Reproduce the listing below, substituting "draw a polygon around" for every occurrence of "trace the outline of" and leaving everything else unchanged. Omit the pictures from your output.

Begin Provided entries

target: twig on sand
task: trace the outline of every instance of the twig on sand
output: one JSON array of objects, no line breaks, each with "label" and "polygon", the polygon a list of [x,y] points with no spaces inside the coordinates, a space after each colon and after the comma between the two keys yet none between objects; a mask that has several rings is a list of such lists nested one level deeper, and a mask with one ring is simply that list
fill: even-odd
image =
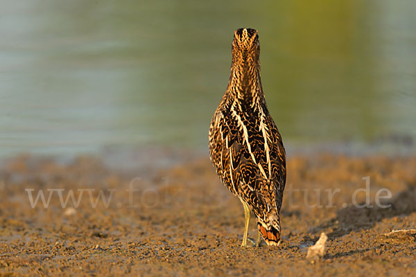
[{"label": "twig on sand", "polygon": [[327,240],[328,240],[327,235],[324,233],[321,233],[320,237],[315,245],[312,245],[308,249],[306,259],[319,260],[322,258],[327,251]]}]

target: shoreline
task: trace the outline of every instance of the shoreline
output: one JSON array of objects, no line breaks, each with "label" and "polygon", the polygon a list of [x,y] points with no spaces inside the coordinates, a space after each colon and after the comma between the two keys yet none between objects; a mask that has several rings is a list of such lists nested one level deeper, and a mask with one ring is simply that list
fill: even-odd
[{"label": "shoreline", "polygon": [[[175,151],[165,154],[177,157]],[[114,153],[110,156],[117,163]],[[408,274],[415,265],[411,233],[384,235],[416,226],[415,155],[289,157],[282,242],[249,249],[240,247],[243,213],[238,199],[220,184],[207,157],[182,157],[187,161],[156,168],[151,160],[140,168],[131,164],[132,170],[88,156],[64,162],[34,156],[3,161],[0,274],[352,276]],[[356,195],[357,206],[353,196],[366,188],[366,177],[368,193]],[[380,199],[388,208],[376,204],[381,189],[391,192]],[[42,197],[32,205],[40,191],[45,201],[50,198],[46,206]],[[367,194],[372,206],[361,206]],[[249,237],[256,232],[252,220]],[[311,262],[307,248],[322,232],[328,236],[327,254]]]}]

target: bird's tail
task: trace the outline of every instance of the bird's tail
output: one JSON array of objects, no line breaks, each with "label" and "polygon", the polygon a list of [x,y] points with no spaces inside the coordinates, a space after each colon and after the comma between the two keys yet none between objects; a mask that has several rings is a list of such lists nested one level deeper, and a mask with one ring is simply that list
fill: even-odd
[{"label": "bird's tail", "polygon": [[280,244],[280,219],[279,215],[266,216],[266,220],[257,217],[257,228],[267,245],[279,246]]}]

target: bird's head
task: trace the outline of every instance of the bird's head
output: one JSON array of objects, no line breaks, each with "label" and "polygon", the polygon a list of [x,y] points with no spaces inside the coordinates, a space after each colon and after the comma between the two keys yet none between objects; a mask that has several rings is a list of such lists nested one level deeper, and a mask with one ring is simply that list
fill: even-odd
[{"label": "bird's head", "polygon": [[232,47],[233,63],[257,62],[260,55],[259,35],[254,29],[236,30]]}]

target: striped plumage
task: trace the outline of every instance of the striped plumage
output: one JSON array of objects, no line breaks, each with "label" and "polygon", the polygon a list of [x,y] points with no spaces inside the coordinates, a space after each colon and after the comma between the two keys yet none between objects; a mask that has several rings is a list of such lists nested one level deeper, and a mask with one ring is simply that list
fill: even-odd
[{"label": "striped plumage", "polygon": [[232,53],[228,87],[209,127],[209,155],[224,185],[244,206],[242,245],[247,244],[250,209],[257,217],[259,235],[268,245],[278,245],[285,150],[261,87],[257,31],[236,30]]}]

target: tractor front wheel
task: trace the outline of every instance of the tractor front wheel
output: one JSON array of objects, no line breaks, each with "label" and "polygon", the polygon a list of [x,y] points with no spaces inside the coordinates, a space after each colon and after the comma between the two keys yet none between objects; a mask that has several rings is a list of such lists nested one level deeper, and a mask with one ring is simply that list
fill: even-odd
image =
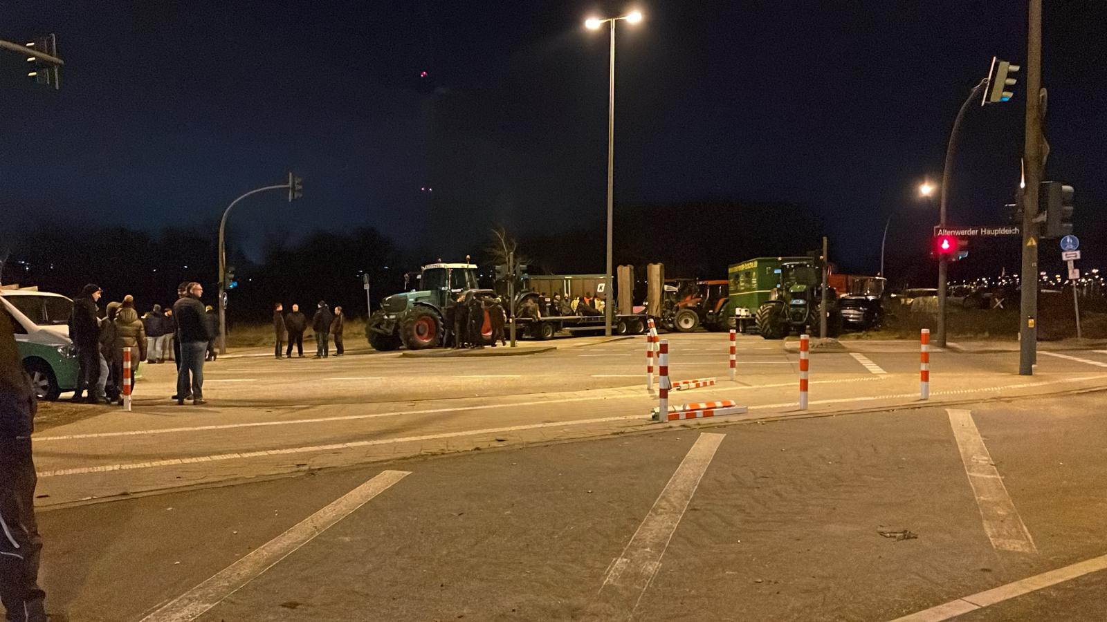
[{"label": "tractor front wheel", "polygon": [[773,300],[757,308],[755,317],[757,332],[764,339],[784,339],[788,336],[788,319],[784,314],[784,303]]},{"label": "tractor front wheel", "polygon": [[433,309],[415,308],[404,318],[400,338],[407,350],[437,348],[442,341],[442,318]]}]

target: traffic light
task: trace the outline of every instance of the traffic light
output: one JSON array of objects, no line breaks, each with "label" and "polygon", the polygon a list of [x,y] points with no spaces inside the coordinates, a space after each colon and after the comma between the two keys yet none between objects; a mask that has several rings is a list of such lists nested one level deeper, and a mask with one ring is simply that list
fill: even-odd
[{"label": "traffic light", "polygon": [[1073,232],[1072,186],[1061,182],[1042,182],[1038,203],[1045,207],[1045,232],[1043,238],[1064,238]]},{"label": "traffic light", "polygon": [[964,259],[969,257],[969,240],[962,240],[953,236],[934,236],[931,256],[949,261]]},{"label": "traffic light", "polygon": [[[58,39],[53,33],[40,37],[34,41],[29,41],[27,46],[43,54],[58,56]],[[27,68],[27,76],[33,79],[37,84],[53,86],[55,91],[61,89],[61,76],[56,64],[43,61],[37,56],[28,56]]]},{"label": "traffic light", "polygon": [[292,203],[298,198],[303,198],[303,178],[297,177],[289,172],[288,174],[288,203]]},{"label": "traffic light", "polygon": [[992,69],[987,73],[987,90],[984,91],[984,104],[997,104],[1011,100],[1015,94],[1007,91],[1007,86],[1014,86],[1017,80],[1011,77],[1012,73],[1018,72],[1018,65],[1013,65],[1007,61],[992,56]]}]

End Provided entries

**Written response**
target: twig on sand
task: draw a polygon around every instance of the twig on sand
output: one JSON array of objects, no line breaks, each with "label" and "polygon", the polygon a list of [x,y] points with no spaces inside the coordinates, a space after each colon and after the comma between the two keys yet none between objects; a mask that has several rings is a list of such lists nested one level deeper, and a mask with one ring is simply that list
fill: even-odd
image =
[{"label": "twig on sand", "polygon": [[327,240],[328,240],[327,235],[324,233],[321,233],[320,237],[315,245],[312,245],[308,249],[306,259],[319,260],[322,258],[327,251]]}]

target: shoreline
task: draw a polygon around every instance of the shoreline
output: one JSON array of objects, no line breaks, each with "label" and "polygon", the polygon a list of [x,y] points with no spaces inside the coordinates, a space after each colon and after the comma between the two keys yet none between objects; a mask that has several rings is a list of such lists nested one level deeper, and a mask with one ring is simply that list
fill: even-odd
[{"label": "shoreline", "polygon": [[[175,151],[165,154],[177,157]],[[114,153],[110,156],[117,163]],[[408,274],[415,265],[411,233],[384,235],[416,226],[415,155],[289,157],[282,242],[249,249],[240,247],[243,213],[238,199],[220,184],[207,157],[182,157],[187,161],[156,168],[151,160],[140,168],[131,164],[132,170],[88,156],[64,162],[34,156],[3,161],[0,274],[352,276]],[[356,195],[357,206],[353,196],[366,188],[366,177],[368,193]],[[380,199],[388,208],[376,204],[381,189],[391,192]],[[42,197],[32,205],[40,191],[45,201],[50,198],[46,206]],[[367,194],[372,206],[361,206]],[[249,237],[256,232],[252,220]],[[311,262],[307,248],[322,232],[328,236],[327,254]]]}]

target: bird's tail
task: draw a polygon around every instance of the bird's tail
output: one JSON array of objects, no line breaks, each with "label" and "polygon", the polygon a list of [x,y] points with no spaces inside the coordinates, a space after each colon and after the comma between the two keys yet none between objects; a mask that has several rings is a list of such lists nested one level deeper, and a mask with one ring is simply that list
fill: even-odd
[{"label": "bird's tail", "polygon": [[280,244],[280,219],[279,215],[266,216],[266,220],[257,217],[257,228],[267,245],[279,246]]}]

target: bird's head
task: draw a polygon around every instance of the bird's head
output: one JSON array of objects, no line breaks, each with "label" and "polygon", the polygon a list of [x,y] points with no spaces inside the coordinates, a space after each colon and after the comma between the two keys yet none between objects; a mask that has several rings is a list of such lists nested one level deeper, and a mask with one ring is simply that list
fill: even-odd
[{"label": "bird's head", "polygon": [[232,47],[233,63],[257,62],[260,55],[259,35],[254,29],[236,30]]}]

target: striped plumage
task: draw a polygon around every instance of the striped plumage
output: one JSON array of objects, no line breaks, each with "label" and "polygon", the polygon a list of [x,y] points with no spaces inside the coordinates, a space after each colon and after the comma between the two keys yet none between objects; a mask that has several rings is a list of such lists nested one level deeper, and a mask with one ring is simply that list
fill: even-odd
[{"label": "striped plumage", "polygon": [[232,53],[228,87],[209,127],[209,155],[224,185],[244,206],[242,245],[247,244],[250,209],[257,217],[259,235],[268,245],[278,245],[285,150],[261,87],[257,31],[236,30]]}]

target: tractor front wheel
task: draw a polygon around every instance of the tractor front wheel
output: one JSON array of objects, no line breaks, each with "label" and "polygon", the polygon a list of [x,y] points with no spaces inside the coordinates, a space after each colon and after the comma between the two keys yet none between objects; a mask that has several rings is a list of such lists nested one level deeper, and a mask with one ring is simply that list
fill: even-odd
image =
[{"label": "tractor front wheel", "polygon": [[773,300],[757,308],[755,317],[757,332],[764,339],[784,339],[788,336],[788,319],[784,314],[784,303]]},{"label": "tractor front wheel", "polygon": [[433,309],[415,308],[404,318],[400,338],[407,350],[437,348],[442,341],[442,318]]}]

target: traffic light
task: draw a polygon around every instance of the traffic light
output: one JSON array of objects, no line breaks, each with "label" and "polygon", the polygon a list of [x,y] points with no spaces inside the coordinates, a space after each colon and after the comma between the two keys yet none between objects; a mask that has several rings is a list of such lists nested one level deeper, and a mask with one ring is simply that list
fill: even-odd
[{"label": "traffic light", "polygon": [[1073,232],[1072,186],[1061,182],[1042,182],[1038,203],[1045,207],[1045,232],[1043,238],[1064,238]]},{"label": "traffic light", "polygon": [[964,259],[969,257],[969,240],[962,240],[953,236],[934,236],[931,256],[949,261]]},{"label": "traffic light", "polygon": [[[58,39],[53,33],[40,37],[34,41],[29,41],[27,46],[43,54],[58,56]],[[27,68],[27,76],[33,79],[37,84],[53,86],[55,91],[61,89],[61,76],[56,64],[43,61],[37,56],[28,56]]]},{"label": "traffic light", "polygon": [[292,203],[298,198],[303,198],[303,178],[297,177],[289,172],[288,174],[288,203]]},{"label": "traffic light", "polygon": [[992,69],[987,73],[987,90],[984,91],[984,104],[997,104],[1011,100],[1015,94],[1007,91],[1007,86],[1014,86],[1017,80],[1011,77],[1012,73],[1018,72],[1018,65],[1013,65],[1007,61],[992,56]]}]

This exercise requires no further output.